In the listing below, swap every "Tag" for "Mark" and reproduce the lines with nothing else changed.

++++

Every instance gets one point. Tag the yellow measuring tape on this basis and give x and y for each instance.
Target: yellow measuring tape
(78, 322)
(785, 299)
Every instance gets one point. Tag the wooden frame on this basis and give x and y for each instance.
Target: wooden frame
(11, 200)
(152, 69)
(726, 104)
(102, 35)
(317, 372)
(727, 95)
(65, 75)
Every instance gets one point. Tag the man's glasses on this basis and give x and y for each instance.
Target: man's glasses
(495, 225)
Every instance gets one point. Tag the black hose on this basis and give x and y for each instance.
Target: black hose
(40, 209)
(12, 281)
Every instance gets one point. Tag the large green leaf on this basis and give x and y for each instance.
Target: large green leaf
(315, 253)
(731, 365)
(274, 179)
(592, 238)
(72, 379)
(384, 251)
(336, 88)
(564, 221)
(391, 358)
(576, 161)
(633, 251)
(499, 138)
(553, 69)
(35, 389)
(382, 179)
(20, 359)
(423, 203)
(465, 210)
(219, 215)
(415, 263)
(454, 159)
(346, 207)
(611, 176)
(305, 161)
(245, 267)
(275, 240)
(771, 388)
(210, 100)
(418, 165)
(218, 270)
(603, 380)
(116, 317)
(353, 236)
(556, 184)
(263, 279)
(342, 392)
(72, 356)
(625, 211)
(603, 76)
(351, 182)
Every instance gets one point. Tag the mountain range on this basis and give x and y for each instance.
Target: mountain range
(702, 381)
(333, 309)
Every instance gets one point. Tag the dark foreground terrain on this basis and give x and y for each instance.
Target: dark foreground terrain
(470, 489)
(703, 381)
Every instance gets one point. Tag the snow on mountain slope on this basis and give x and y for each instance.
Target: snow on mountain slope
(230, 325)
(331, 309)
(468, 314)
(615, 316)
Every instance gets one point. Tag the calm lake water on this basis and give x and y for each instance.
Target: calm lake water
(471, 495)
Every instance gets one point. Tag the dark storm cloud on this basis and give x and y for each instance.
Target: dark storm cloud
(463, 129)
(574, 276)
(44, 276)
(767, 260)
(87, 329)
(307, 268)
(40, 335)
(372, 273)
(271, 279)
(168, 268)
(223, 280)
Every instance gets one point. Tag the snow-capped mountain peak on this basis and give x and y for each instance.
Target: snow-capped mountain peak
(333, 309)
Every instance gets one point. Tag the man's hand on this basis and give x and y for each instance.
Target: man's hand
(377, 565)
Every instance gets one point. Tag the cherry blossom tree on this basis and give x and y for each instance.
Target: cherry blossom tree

++++

Exercise result
Every instance gets one point. Mark the yellow measuring tape on this basis and give x and y for each instance.
Target: yellow measuring tape
(78, 322)
(785, 299)
Every instance gets one point. Mark the wooden frame on this basis and give x and y for each instance.
Target: wooden frame
(11, 200)
(152, 69)
(726, 104)
(102, 35)
(317, 372)
(727, 95)
(65, 75)
Every instance gets one point. Mark the man's glasses on this basis and give x and y for each instance.
Target: man's glasses
(495, 225)
Every instance gets one point. Mark the black hose on this basis and give x and y for each instance.
Target: black hose
(40, 209)
(12, 281)
Every instance gets one point. Mark the large green leaf on this basis and give x and y for each instance.
Target: large green leaf
(315, 253)
(731, 365)
(274, 179)
(592, 238)
(72, 379)
(384, 251)
(336, 88)
(564, 221)
(391, 358)
(576, 161)
(633, 251)
(499, 138)
(553, 69)
(35, 389)
(382, 179)
(20, 359)
(423, 203)
(465, 210)
(219, 215)
(415, 263)
(454, 159)
(346, 207)
(611, 176)
(305, 161)
(245, 267)
(275, 240)
(771, 388)
(210, 100)
(418, 165)
(218, 270)
(603, 380)
(116, 317)
(353, 236)
(556, 184)
(263, 279)
(342, 392)
(72, 356)
(625, 211)
(603, 76)
(351, 182)
Every instance gets one point. Mark the mountain range on this basis and give x and y for each instance.
Target: mountain range
(702, 381)
(333, 309)
Every instance gets one point. Mark the dark foreground terrain on this basis and give x and y for each instance.
Target: dark foreground terrain
(470, 489)
(703, 381)
Every instance gets one point. Mark the snow on mountain slope on this basis and give x and y for each instance.
Target: snow on mountain slope
(230, 325)
(331, 309)
(468, 314)
(615, 316)
Every instance gets one point. Mark the calm lake water on this basis and give x and y for each instance.
Target: calm lake water
(471, 495)
Every instance gets one point. Mark the dark storm cloud on this basis and give x and y for each instance.
Target: dark storm cloud
(463, 129)
(574, 276)
(44, 276)
(767, 260)
(87, 329)
(307, 268)
(40, 335)
(372, 273)
(271, 279)
(168, 268)
(223, 280)
Every instance gets one point. Mark the snow-capped mountain peak on this basis and give x and y for each instance.
Target: snow-capped mountain peak
(333, 309)
Every instance gets one point. Mark the man's hand on this basis and give x and y for each instance.
Target: man's hand
(377, 565)
Every instance gets one point. Mark the cherry blossom tree on this basis and give x and y for each instance.
Target: cherry blossom tree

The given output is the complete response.